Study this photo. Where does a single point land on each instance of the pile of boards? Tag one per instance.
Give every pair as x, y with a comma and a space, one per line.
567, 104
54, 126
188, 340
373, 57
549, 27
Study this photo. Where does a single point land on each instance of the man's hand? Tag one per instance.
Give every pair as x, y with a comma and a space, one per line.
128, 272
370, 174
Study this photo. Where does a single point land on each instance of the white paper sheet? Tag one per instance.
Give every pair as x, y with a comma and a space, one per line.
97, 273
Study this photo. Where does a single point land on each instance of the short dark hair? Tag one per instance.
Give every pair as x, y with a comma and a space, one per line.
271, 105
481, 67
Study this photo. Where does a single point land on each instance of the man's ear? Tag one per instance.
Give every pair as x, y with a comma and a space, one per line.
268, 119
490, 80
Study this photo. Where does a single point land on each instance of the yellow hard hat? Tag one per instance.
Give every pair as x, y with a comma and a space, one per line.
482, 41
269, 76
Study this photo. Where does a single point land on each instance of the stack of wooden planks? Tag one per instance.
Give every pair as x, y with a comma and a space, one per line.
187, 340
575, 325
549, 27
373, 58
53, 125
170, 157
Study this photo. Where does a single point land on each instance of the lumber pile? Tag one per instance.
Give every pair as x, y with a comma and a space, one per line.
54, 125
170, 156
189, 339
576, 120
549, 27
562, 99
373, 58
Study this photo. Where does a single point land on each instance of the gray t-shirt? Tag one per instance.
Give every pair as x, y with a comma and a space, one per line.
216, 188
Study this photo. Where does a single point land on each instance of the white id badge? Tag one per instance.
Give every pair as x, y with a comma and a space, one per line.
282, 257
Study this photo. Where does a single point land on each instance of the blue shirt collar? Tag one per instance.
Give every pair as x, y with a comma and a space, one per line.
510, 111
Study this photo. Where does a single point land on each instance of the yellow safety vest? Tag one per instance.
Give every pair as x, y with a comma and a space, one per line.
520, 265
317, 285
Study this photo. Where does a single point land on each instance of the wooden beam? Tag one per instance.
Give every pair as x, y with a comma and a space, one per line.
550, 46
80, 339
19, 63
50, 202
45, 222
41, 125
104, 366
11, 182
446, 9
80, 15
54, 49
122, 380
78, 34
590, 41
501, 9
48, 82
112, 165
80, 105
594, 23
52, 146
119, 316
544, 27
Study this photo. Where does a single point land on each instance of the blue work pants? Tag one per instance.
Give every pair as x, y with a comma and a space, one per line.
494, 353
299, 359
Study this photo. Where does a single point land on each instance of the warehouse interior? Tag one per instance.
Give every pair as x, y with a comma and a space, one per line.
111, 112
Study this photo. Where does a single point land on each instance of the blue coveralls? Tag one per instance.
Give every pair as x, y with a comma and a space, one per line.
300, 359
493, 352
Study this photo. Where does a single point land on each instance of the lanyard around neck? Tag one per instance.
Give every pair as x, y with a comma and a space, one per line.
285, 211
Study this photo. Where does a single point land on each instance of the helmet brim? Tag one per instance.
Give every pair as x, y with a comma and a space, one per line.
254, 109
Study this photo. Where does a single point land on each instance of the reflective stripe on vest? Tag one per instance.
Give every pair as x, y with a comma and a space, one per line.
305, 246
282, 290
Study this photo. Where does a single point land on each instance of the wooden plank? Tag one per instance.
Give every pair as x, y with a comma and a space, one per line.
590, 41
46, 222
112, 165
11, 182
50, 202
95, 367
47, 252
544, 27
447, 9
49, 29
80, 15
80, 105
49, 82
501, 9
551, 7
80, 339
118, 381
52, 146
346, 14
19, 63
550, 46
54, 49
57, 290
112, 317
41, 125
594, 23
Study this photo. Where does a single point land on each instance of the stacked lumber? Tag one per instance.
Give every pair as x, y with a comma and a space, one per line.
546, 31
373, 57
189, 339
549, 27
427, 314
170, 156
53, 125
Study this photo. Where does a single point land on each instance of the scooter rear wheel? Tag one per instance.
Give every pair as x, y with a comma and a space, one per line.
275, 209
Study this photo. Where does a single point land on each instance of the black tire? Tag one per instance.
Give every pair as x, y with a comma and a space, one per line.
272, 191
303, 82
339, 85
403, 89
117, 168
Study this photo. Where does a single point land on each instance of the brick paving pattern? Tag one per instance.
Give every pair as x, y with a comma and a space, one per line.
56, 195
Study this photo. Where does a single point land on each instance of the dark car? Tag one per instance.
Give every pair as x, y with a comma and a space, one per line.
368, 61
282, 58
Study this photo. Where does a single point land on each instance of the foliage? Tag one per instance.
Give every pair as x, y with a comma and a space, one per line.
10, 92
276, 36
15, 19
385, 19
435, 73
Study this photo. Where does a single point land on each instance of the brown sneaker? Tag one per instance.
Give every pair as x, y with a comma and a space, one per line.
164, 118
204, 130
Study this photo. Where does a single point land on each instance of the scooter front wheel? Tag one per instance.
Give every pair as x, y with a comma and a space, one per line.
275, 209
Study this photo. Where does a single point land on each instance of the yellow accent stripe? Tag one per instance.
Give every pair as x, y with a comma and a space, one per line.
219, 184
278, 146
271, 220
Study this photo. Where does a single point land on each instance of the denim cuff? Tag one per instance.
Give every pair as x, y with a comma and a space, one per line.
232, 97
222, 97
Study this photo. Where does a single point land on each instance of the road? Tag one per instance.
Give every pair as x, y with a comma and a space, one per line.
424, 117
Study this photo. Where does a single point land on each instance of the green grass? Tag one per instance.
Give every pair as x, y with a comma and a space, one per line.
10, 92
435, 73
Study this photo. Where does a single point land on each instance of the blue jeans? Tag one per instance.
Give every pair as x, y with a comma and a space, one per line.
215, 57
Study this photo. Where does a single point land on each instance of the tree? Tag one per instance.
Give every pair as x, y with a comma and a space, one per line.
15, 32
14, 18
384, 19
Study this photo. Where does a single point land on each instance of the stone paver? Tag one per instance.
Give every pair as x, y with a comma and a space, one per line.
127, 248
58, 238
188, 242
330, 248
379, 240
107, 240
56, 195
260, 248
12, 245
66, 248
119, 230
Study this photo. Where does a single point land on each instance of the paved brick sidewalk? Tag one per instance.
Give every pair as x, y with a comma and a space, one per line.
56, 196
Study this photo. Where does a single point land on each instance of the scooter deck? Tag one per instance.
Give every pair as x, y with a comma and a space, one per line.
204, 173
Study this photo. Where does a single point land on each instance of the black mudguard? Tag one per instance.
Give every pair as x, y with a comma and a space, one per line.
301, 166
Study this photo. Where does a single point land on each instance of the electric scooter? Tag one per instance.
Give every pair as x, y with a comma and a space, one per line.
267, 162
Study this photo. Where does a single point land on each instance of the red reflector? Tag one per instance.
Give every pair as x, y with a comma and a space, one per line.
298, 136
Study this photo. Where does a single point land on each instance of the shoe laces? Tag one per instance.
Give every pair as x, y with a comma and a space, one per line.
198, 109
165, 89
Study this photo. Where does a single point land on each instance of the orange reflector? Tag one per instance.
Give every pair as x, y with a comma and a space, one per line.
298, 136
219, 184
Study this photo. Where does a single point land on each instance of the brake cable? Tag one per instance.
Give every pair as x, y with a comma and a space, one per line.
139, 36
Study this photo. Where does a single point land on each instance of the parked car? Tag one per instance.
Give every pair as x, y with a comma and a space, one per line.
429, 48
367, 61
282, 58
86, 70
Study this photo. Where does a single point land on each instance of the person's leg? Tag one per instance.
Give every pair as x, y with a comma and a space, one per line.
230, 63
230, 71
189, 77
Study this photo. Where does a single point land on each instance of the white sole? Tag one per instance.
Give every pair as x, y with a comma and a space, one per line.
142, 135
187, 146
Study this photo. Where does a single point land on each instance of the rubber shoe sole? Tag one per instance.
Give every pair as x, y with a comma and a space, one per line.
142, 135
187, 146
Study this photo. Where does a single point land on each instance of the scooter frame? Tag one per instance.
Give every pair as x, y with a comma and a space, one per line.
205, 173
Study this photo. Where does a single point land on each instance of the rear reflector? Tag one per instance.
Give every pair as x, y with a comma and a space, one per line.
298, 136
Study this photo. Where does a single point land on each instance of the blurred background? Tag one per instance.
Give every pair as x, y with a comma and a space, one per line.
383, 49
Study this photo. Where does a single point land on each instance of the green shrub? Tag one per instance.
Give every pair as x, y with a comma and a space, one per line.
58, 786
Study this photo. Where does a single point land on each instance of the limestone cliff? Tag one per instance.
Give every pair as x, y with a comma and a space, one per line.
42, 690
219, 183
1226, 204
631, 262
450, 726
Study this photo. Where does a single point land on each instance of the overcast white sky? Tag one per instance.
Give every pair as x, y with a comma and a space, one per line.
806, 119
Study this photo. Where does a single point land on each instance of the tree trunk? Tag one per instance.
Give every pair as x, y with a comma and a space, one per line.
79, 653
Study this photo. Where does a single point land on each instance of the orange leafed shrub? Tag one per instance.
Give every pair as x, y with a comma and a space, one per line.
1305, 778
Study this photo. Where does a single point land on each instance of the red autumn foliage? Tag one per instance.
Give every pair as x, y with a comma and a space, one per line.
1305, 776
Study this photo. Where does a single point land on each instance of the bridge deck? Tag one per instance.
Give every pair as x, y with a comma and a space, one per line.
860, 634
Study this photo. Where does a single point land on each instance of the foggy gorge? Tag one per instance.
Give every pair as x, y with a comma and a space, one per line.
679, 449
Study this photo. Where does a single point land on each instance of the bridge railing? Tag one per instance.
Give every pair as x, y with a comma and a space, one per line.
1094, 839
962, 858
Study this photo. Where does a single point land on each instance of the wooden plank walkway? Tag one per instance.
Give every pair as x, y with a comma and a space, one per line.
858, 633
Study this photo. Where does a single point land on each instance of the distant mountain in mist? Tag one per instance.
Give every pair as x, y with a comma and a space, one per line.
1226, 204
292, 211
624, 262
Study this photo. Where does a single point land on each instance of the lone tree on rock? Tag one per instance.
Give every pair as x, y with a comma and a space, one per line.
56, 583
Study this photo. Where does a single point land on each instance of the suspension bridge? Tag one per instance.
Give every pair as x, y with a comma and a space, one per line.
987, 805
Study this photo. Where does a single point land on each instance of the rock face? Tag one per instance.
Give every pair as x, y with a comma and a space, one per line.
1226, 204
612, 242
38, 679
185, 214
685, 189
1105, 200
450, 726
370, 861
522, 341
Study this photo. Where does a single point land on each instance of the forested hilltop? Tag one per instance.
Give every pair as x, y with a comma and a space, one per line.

**WHAT THE EXERCISE ASKS:** Set down exactly what runs from the line with "rock? Tag one per instance." to the last line of the data above, including both of those lines and no others.

**FULL ANSWER:**
Study this photo. Where does a single point land on each instance of the lone tree on rock? Tag one per instance.
Give every pair as x, y with a comma and a space, one per line.
56, 583
Study this photo. Where does a single point land on each instance of the suspension bridge? Tag one per instance.
Give every pair as x, y with a comma and a space, one per line.
987, 805
Study this photo. Where does a single point land on each instance of the rock face? Tag one per instance.
Give every pair as x, y with a comma and a space, one per line.
1226, 204
612, 242
38, 679
185, 214
685, 189
1105, 200
450, 726
370, 861
522, 341
Study this photo. Where does a single point land on each instance of the forested hilltop? Tag one per instance.
Give every pair as x, y with a comma and a space, one per line.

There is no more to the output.